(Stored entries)
▼
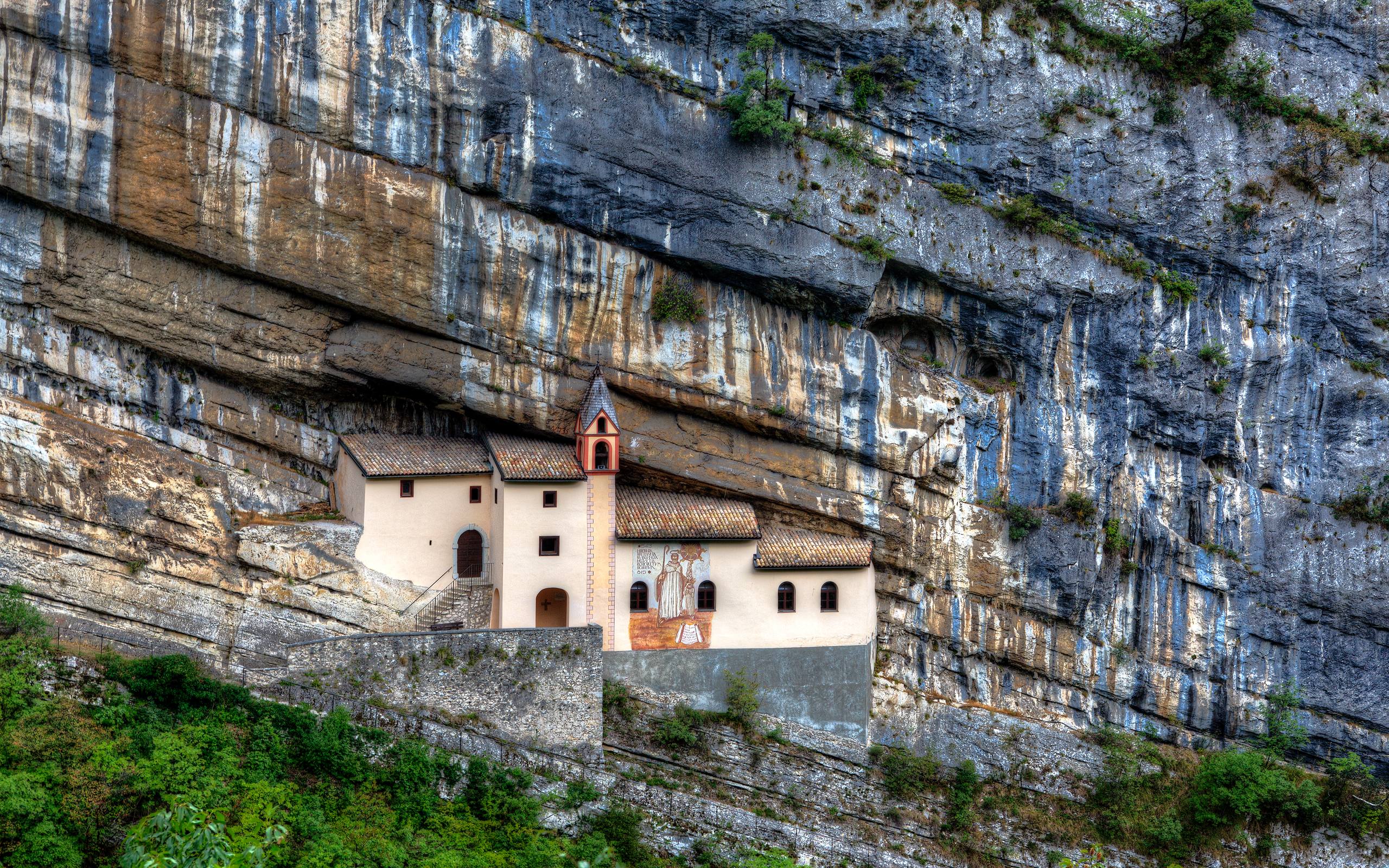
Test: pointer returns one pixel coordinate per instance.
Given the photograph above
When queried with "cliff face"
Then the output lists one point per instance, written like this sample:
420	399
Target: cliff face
231	229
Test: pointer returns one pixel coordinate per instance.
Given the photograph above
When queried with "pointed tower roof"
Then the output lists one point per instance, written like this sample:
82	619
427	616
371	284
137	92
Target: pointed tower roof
595	400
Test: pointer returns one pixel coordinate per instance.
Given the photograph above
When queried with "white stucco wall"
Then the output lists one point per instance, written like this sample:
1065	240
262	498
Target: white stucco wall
524	573
413	538
747	613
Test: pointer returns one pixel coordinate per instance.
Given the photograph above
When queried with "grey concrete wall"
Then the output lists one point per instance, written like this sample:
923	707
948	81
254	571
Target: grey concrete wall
▲
_ACTION ITEM_. Retype all the records shown above, character for character. Omit every picture.

_PROBLEM SOLUTION_.
Test: pointer returns one pixel coordinate per instance.
Given the photograph above
When queried with "cliff face"
Then the output lists one point per instance, written like this sample:
420	399
Target: cliff face
231	229
Test: pointer returns one pixel coordinate per instance.
Given the photograph above
When queried with "pointed tower roof"
Then the output lists one point per instance, written like this sample:
82	619
427	616
371	284
137	92
Target: pointed tower roof
595	400
Test: pointer returns one pixel coordinate per instance.
Given the photograph above
When queried with "white stucco wall"
Then the output lists one point per instance, written like this sample:
1065	240
262	498
Target: white stucco wall
524	573
413	538
747	613
Test: pointer returns one pixel coordinate per instance.
Given the photograph above
When queried with "grey concrete wall"
Then the output lists one point per instance, written like this sample:
923	707
948	81
254	571
Target: grey concrete wall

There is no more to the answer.